- Document extract -
-*-*-

From my experience, succession planning is something that is very much a part of strategic workforce planning (SWP). SWP defines the big picture - what capabilities, capacity and structure an organisation needs to deliver its future strategy. Succession planning operates within that picture. It’s not a one-off event; it’s a continuous process. At its core, it’s about two things: identifying future leadership talent and developing that talent over time.
In our work with CEOs and Chief People Officers, we see a common challenge. While most leaders recognise the commercial and organisational benefits of effective succession planning, it still slips down the priority list. It’s often treated reactively, triggered by a resignation, buy-out or restructure, rather than as part of their long-term talent strategy.
But, when done well, strategically embedded succession planning does far more than simply prepare for leadership transitions. It strengthens the entire talent lifecycle, from attraction and development through to retention, whilst safeguarding institutional knowledge, ensuring continuity, increased productivity and long-term strategic success.
Knowing what matters: Defining future-ready leadership
The question we often hear from senior leaders is: “What should we really look for in our succession plan to support long-term strategic growth?”

-*-*-

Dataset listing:

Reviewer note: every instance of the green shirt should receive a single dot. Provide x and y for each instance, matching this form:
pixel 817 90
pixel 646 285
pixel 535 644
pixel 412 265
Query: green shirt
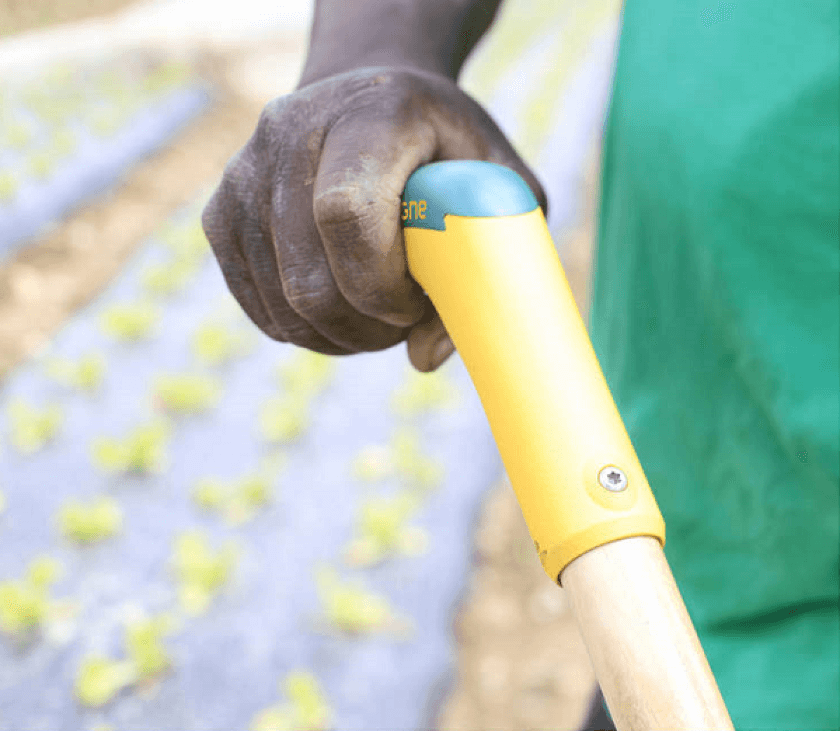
pixel 716 317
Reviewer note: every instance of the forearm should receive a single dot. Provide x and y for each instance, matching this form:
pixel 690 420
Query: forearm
pixel 433 35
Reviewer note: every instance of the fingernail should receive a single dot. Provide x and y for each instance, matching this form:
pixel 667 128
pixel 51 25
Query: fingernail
pixel 441 349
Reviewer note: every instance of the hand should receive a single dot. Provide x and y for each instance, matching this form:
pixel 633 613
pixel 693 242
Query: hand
pixel 305 222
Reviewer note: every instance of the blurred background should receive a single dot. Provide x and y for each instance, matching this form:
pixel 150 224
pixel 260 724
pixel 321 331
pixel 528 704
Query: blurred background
pixel 201 528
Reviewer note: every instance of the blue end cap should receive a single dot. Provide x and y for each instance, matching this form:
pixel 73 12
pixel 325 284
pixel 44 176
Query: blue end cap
pixel 463 188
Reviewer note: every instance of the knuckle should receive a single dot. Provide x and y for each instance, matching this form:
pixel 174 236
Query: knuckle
pixel 341 204
pixel 309 293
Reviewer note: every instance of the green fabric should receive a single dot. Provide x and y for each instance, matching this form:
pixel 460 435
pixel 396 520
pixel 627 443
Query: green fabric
pixel 716 318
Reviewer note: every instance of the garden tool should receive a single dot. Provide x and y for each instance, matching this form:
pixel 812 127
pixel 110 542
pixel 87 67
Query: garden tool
pixel 478 244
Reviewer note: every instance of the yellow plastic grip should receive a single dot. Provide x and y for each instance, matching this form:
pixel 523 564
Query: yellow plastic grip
pixel 500 289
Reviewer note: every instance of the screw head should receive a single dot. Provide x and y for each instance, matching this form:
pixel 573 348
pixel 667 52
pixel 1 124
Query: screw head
pixel 612 479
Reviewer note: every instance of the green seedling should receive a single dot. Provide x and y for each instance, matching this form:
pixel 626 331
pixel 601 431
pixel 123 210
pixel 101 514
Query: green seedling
pixel 239 500
pixel 417 469
pixel 18 136
pixel 144 646
pixel 8 186
pixel 166 76
pixel 381 531
pixel 142 452
pixel 284 418
pixel 306 373
pixel 25 604
pixel 187 393
pixel 84 374
pixel 167 279
pixel 348 606
pixel 373 463
pixel 32 428
pixel 100 679
pixel 131 322
pixel 92 522
pixel 215 344
pixel 424 392
pixel 200 571
pixel 307 709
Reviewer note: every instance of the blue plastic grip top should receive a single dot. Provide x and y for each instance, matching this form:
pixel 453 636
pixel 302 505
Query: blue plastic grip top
pixel 463 188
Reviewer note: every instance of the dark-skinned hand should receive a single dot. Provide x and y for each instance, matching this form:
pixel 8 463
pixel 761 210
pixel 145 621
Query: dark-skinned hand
pixel 305 223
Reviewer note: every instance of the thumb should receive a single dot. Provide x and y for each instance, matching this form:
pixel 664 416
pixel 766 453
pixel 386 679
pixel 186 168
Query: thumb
pixel 428 343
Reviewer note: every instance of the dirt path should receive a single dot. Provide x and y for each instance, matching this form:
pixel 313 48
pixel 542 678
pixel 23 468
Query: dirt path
pixel 43 283
pixel 521 662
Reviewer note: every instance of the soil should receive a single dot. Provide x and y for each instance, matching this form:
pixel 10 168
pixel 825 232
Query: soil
pixel 521 663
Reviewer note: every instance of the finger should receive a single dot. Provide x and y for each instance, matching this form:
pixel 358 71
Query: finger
pixel 365 162
pixel 302 292
pixel 428 343
pixel 221 220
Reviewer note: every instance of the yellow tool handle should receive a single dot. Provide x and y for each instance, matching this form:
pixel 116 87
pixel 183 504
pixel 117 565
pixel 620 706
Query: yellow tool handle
pixel 478 244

-*-*-

- Study questions -
**A.** In the succession planning article, what usually triggers succession planning when it is handled reactively?
**B.** Switch "Chief People Officers" to "HR Directors" in the succession planning article, reproducing everything from "In our work" down to "long-term talent strategy.".
**C.** Resume the succession planning article from where it stops.

- Response list -
**A.** A resignation, buy-out or restructure.

**B.**
In our work with CEOs and HR Directors, we see a common challenge. While most leaders recognise the commercial and organisational benefits of effective succession planning, it still slips down the priority list. It’s often treated reactively, triggered by a resignation, buy-out or restructure, rather than as part of their long-term talent strategy.

**C.**
The answer lies in identifying the leadership attributes that will enable your organisation’s next phase of growth.
According to a recent poll we conducted, 44% of respondents said the biggest blind spot in building leadership teams is a lack of diverse thinking. Yet, when asked what matters most for a high-performing leadership team, 82% highlighted collaboration.
This tells us that alignment between diversity of thought and collective performance should be at the heart of any succession plan. In other words, that means resisting the urge to replicate what already exists. Instead, define what you need next, and develop the leaders who have the potential to take you there.
Making it practical: How to embed succession planning in your talent strategy
So how do you embed succession planning as a strategic process rather than a reactive fallback?
Here are five practical steps to transform succession planning:
01
Start with strategy
Understand the organisation’s medium- to long-term business goals (typically five years ahead). From there, identify the capabilities and leadership capacity required to deliver them.
02
Assess the current state
Map your existing leadership team and talent pipeline against these future needs. What are the ‘A positions’ required to achieve these goals? Where are the strengths? Where are the gaps?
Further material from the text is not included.